● TEXT PASSAGE
==*==
ISLAMABAD: The federal cabinet was presented a new policy on sugar reforms, envisaging mandatory registration of brokers, dealers, and wholesalers of sugar with the National Tax Number (NTN) and sales tax registration number (STRN) linked to their bank accounts with mandatory registration of godown and automated online inventory management system.
Minister for Information and Broadcasting Fawad Chaudhary informed the media that the cabinet was submitted a comprehensive report with regard to new policy of sugar reform. The minister said before taking final decision, the report would be issued for public debate for three weeks.
A copy of the report available with Business Recorder noted that under the new policy, the State Bank of Pakistan (SBP), the Federal Board of Revenue (FBR), and the provincial governments would constitute joint inspection teams of stakeholders including the concerned bank to verify on pledged stock after every three months.
In case, any misappropriation/ shortage came to notice, the matter may be referred to the Federal Investigation Agency (FIA) for initiating criminal action against the defaulters. It has been recommended that the sales tax should be charged at the actual sale price of sugar through an amended SRO by the FBR.
The policy also focused on stoppage of tax evasion, Benami sales, undocumented transactions, and other malpractices prevalent in the sugar industry through implementation of the Track and Trace system.
There should be mandatory registration of brokers, sugar dealers, wholesalers with NTN and STRN linked to their bank accounts with mandatory registration of godown and automated online inventory management system.
To handle the forward contracts/satta in sugar, the government should bring contracts under Pakistan Mercantile Exchange (PMEX) and mills to provide the forward contracts reports on a daily basis, specifying the quantity of sugar, its booking price and maximum lifting fortnight by the traders’ time be 15 days.
The inspection regime should be strengthened in order to ensure that no sugar remains un-lifted after the expiry of the forward contract. New legislation will deal specifically with Satta (speculation), whether physical or online, on sugar and other commodities. These forward contracts should not be hidden.
In order to report accurate data of sugar to the federal government, the FBR should develop a digital dashboard of stocks, wherein, stocks data of provincial cane commissioners may also be shared on a regular basis with the Ministry of Industries and Production.
Other areas of recommendations included cultivation/ purchase of sugarcane crop, crushing of sugarcane/ manufacturing of sugar, storage and sales by sugar mills, wholesale and retail, as well as, demand compression and exports/ imports of sugar.
The cultivation/ purchase of sugarcane crop, provincial government required abolition of legislation (if any) regarding zoning of crops, and leaving the choice of what to grow to farmers’/market forces (at present, there are no zoning laws in Pakistan on zoning of crops).
As per new policy, the government would no longer regulate indicative sugarcane prices and ex-factory sugar prices would be deregulated with effect from crushing season 2023 and in this regard, amendment of sugar factories Control Act Provincial Governments, 1950, to abolish clause dealing with indicative price by the provincial governments. However, 2-3 years’ time will be given to farmers to make adjustments.
==*==
● GIVEN RECORDS

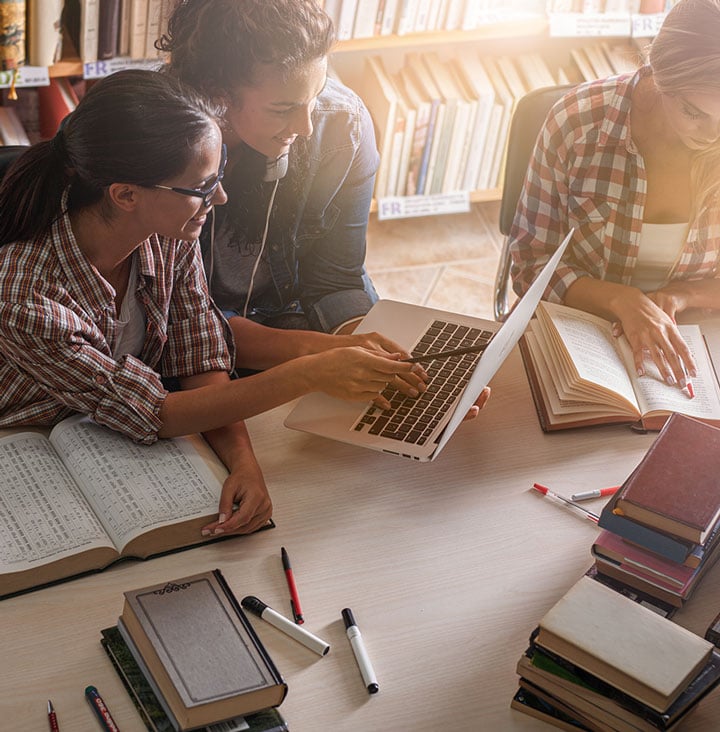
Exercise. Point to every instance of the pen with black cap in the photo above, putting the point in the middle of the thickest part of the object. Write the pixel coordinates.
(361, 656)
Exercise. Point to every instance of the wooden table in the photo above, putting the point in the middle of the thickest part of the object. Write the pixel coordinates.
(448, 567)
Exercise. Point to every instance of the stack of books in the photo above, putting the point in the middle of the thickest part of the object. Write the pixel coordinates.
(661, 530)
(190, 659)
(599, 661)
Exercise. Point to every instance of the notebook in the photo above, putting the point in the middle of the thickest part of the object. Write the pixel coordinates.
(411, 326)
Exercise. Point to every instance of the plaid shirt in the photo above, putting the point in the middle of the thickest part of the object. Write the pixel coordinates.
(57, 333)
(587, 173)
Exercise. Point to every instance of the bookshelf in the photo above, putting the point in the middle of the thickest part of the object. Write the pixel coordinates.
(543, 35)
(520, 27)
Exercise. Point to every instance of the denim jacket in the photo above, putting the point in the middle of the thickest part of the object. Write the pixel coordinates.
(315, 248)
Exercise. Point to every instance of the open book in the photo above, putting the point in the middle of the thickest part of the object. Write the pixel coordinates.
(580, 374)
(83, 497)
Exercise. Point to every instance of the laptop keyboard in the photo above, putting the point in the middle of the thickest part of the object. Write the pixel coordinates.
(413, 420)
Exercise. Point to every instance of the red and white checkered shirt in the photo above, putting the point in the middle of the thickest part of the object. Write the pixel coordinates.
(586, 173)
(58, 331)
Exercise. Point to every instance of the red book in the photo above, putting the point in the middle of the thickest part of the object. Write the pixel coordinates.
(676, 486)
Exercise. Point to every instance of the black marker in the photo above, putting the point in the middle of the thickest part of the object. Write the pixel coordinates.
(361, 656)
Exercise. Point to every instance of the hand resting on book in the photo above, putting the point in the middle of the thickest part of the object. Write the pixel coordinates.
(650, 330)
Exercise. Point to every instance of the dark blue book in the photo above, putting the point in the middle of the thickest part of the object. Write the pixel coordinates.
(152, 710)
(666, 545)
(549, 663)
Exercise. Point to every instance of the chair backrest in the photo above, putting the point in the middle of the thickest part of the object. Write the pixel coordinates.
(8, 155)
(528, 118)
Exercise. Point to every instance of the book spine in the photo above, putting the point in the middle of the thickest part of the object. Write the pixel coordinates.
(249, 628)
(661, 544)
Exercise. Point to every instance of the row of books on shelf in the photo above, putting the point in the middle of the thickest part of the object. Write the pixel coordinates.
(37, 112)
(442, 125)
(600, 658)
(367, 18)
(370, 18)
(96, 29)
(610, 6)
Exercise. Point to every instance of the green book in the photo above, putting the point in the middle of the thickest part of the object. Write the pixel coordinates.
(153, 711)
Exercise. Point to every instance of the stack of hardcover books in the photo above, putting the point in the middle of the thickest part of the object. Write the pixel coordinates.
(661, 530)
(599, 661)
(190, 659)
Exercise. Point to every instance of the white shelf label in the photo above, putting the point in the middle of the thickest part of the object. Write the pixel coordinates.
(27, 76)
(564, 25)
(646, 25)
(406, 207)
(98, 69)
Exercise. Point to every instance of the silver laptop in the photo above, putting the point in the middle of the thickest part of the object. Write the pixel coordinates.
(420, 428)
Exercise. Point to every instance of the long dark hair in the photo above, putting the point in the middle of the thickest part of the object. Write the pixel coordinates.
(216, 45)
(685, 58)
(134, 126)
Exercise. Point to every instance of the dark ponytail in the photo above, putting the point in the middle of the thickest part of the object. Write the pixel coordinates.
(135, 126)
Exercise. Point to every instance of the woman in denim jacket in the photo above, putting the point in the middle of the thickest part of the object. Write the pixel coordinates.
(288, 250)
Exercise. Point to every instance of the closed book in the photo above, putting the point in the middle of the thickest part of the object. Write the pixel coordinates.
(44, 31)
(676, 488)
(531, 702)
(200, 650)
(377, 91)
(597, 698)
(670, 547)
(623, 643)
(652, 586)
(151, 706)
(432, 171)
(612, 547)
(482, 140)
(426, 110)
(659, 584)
==*==
● REQUIRED WORK
• 1. In the sugar policy article, how often would the joint inspection teams verify pledged stock?
• 2. Reproduce the sugar policy article from "There should be" to "be 15 days.".
• 3. Which parties in the sugar trade does the sugar policy article say must register with an NTN and STRN linked to their bank accounts?

● ANSWERS FOR THIS EXERCISE
• 1. Every three months.

• 2.
There should be mandatory registration of brokers, sugar dealers, wholesalers with NTN and STRN linked to their bank accounts with mandatory registration of godown and automated online inventory management system.
To handle the forward contracts/satta in sugar, the government should bring contracts under Pakistan Mercantile Exchange (PMEX) and mills to provide the forward contracts reports on a daily basis, specifying the quantity of sugar, its booking price and maximum lifting fortnight by the traders’ time be 15 days.

• 3.
- Brokers
- Dealers (sugar dealers)
- Wholesalers